WRITTEN PROBLEM A: Name every organization mentioned in the local media sales text.
WRITTEN PROBLEM B: Reproduce the local media sales text word for word from "WATCH the on-demand" to "their unique circumstances.".
WRITTEN PROBLEM C: Pick up the text on local media sales playbooks after its final sentence and keep writing.

SELECTION:
WATCH the on-demand webinar: Building a winning local media sales playbook

In fact, a recent survey of 3,000 advertisers by Borrell Associates found local businesses overwhelmingly prefer dealing with relationship-oriented media reps with the skills to help them craft a clear marketing strategy tailored to their unique circumstances.

This is a huge shift from the transactional approach of selling ad inventory. It requires local publishers to pivot to a playbook that puts a business’s holistic digital needs, along with exceptional service, at the center of an organization’s culture.

In this article, sales leaders Robert Walker-Smith of Knight x Local Media Association BloombLab and Samantha Johnston of Strategy Hound, LLC spell out the critical elements for building a playbook that addresses what advertisers are demanding and lifts up teams to take advantage of the opportunity in front of them.

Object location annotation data
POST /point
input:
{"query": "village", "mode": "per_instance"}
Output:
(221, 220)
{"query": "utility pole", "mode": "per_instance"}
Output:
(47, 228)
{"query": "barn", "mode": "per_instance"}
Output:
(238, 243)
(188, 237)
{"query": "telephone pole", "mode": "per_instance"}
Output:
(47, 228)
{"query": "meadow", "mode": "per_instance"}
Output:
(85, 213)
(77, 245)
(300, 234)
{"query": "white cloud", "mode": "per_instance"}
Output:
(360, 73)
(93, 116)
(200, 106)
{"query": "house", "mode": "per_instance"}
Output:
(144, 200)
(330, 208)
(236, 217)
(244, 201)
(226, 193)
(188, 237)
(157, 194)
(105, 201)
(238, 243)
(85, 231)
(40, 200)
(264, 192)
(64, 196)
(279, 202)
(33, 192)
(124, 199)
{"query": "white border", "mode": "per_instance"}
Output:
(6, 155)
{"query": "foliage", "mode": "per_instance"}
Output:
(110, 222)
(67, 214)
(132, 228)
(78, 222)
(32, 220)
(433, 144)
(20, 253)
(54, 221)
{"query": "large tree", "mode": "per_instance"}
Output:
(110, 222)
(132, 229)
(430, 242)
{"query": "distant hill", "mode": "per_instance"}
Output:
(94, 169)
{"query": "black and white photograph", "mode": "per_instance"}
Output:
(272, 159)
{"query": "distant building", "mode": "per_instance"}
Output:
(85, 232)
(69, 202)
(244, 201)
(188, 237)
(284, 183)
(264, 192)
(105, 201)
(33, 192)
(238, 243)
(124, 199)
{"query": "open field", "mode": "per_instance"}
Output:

RESPONSE A:
Borrell Associates
Knight x Local Media Association BloombLab
Strategy Hound, LLC

RESPONSE B:
WATCH the on-demand webinar: Building a winning local media sales playbook

In fact, a recent survey of 3,000 advertisers by Borrell Associates found local businesses overwhelmingly prefer dealing with relationship-oriented media reps with the skills to help them craft a clear marketing strategy tailored to their unique circumstances.

RESPONSE C:
The fundamentals of a media sales playbook

When it comes to defining the critical elements that should make up every local media sales leader’s playbook, Johnston shares the three key pillars she returns to again and again: 

  • People: Do you have the right talent in the right positions? Are you cultivating behaviors that move the needle for your organization?
  • Process: Are you consistently improving your best practices?
  • Systems: Do your systems work correctly? Are you listening to your sales teams and if they’re saying the systems don't work? Are your systems creating barriers between your sellers and their sales?

 

Walker-Smith defines his own set of elements that make up a winning local media sales playbook: 

  • Leadership: Is there heavy involvement from the top down to drive digital revenue?
  • Culture: Do you have a read on the current culture in your organization, and what levers you can pull that will affect change?
  • Digital revenue champions: Do you have a process for identifying and calling out the players on your team who are championing digital products?
  • Consultative selling: Are you offering as many solutions as you can and working with your prospects and clients to have honest conversations around the products that are the right fit for them?
  • Collaboration: Rather than working in silos for the different media types, are you working together as one unit to provide a unified experience and solution set to your advertisers?
  • Celebrate: Are you celebrating even the small wins that get you to the bigger ones?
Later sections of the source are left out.